Aufgaben
a: Wer hat laut dem Text zur Weinmarktreform den Reformvorschlag Anfang Juli vorgestellt?
b: Führe den Text über die EU-Weinmarktreform im Anschluss an seinen letzten Satz weiter.

Vorliegender Text

________

WEINMARKTREFORM
Deutsche Winzer fühlen sich von EU-Vorschlägen benachteiligt
Viele Deutsche haben den vergangenen Sommer als trübe und regnerisch abgehakt und hoffen auf einen "goldenen Herbst". Für die deutschen Winzer hat der Wechsel von Sonne und Regen bei milden Temperaturen aber die besten Voraussetzungen für einen besonders guten Jahrgang 2007 gebracht. Doch die Freude über höhere Ertragsmengen und hohe Oechslegrade wird getrübt durch die von der EU geplante Weinmarktreform.
"Wir sind grundsätzlich daran interessiert, die Wettbewerbssituation des europäischen Weinbaus zu verbessern, aber die Vorschläge der Kommission gehen in die total falsche Richtung", sagt Rudolf Nickenig, Generalsekretär des Deutschen Weinbauverbandes. Dadurch würden bestenfalls die großen Tafelweinregionen Spaniens und Italiens profitieren. Historisch und kulturell gewachsene Traditionsanbaugebiete dürften dagegen ins Hintertreffen geraten.
EU-Agrarkommissarin Mariann Fischer Boel hatte ihren Reformvorschlag Anfang Juli vorgestellt. Sie will damit den "Weinsee" trockenlegen, der sich im Laufe der Jahre vor allem durch die Überproduktion in südlichen Ländern gebildet hat und der die EU jährlich Millionen Euro kostet. Vom EU-Etat für den Weinbau in Höhe von 1,5 Milliarden Euro wird ein Drittel allein für die Destillation überschüssigen südländischen Tafelweines ausgegeben. Außerdem will die Agrarkommissarin die Wettbewerbsfähigkeit der Winzer gegenüber ihren Konkurrenten aus Übersee verbessern. Vor allem Aus-
tralien, Chile und die USA haben in den vergangenen Jahren auf dem europäischen Markt zunehmend auf sich aufmerksam gemacht.

________

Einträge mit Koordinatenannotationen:
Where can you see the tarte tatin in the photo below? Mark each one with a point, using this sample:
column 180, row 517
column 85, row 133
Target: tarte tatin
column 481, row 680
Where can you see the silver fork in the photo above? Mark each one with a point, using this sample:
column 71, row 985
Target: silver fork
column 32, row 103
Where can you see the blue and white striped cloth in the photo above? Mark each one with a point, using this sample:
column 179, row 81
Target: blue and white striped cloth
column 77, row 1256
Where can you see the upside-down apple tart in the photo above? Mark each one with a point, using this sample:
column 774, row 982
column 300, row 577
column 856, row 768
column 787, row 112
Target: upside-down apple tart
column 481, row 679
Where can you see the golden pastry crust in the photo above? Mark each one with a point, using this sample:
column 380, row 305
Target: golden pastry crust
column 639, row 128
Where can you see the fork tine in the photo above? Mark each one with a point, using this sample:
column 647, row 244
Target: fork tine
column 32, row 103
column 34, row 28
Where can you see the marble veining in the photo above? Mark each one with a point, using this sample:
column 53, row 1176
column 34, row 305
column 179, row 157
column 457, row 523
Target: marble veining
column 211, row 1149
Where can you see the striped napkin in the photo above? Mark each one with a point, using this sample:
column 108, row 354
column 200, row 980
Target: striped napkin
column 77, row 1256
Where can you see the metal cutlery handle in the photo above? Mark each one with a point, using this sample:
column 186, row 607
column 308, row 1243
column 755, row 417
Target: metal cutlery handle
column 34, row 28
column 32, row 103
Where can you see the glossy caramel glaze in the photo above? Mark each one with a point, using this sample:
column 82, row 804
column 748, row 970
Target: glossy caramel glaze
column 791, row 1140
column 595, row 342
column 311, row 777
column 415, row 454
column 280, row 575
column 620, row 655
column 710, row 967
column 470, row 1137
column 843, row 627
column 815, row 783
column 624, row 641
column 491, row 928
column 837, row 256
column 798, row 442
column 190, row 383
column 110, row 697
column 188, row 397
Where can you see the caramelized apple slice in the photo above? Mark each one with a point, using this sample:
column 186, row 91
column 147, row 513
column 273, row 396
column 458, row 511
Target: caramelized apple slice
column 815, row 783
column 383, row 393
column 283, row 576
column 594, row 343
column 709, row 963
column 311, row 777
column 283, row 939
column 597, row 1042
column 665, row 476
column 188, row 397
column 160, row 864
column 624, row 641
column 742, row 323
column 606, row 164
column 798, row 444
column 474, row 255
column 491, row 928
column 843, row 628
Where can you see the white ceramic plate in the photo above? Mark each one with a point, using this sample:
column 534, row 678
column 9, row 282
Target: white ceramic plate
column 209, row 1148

________

Lösungen
a: EU-Agrarkommissarin Mariann Fischer Boel.

b:
Der Vorschlag der Agrarkommissarin sieht im Kern die Verringerung der Anbaufläche um insgesamt 200.000 Hektar vor sowie die gleichzeitige Freigabe neuer Anbaugebiete. Subventionen sollen diejenigen Winzer erhalten, die Flächen stilllegen, und zwar umso höhere, je eher sie das tun. Die nicht so sonnenverwöhnten "Nordländer" laufen überdies vor allem gegen das geplante Verbot der Anreicherung des Weinmosts mit Zucker Sturm. Künftig sollen Weine nur noch mit Traubenmost gesüßt werden dürfen. Dieses teure und subventionierte Verfahren wird heute meist in den südlichen Anbauländern wie Italien und Spanien angewendet. Würde dies umgesetzt, gebe es erhebliche Kostensteigerungen. In Deutschland, aber auch in einigen französischen Regionen wie etwa Burgund und - in speziellen Jahren - auch in Bordeaux ist die Zuckeranreicherung üblich. Paradoxerweise hat die EU-Kommission gerade erst australischen Weinlieferanten die Anreicherung mit Kristallzucker erlaubt.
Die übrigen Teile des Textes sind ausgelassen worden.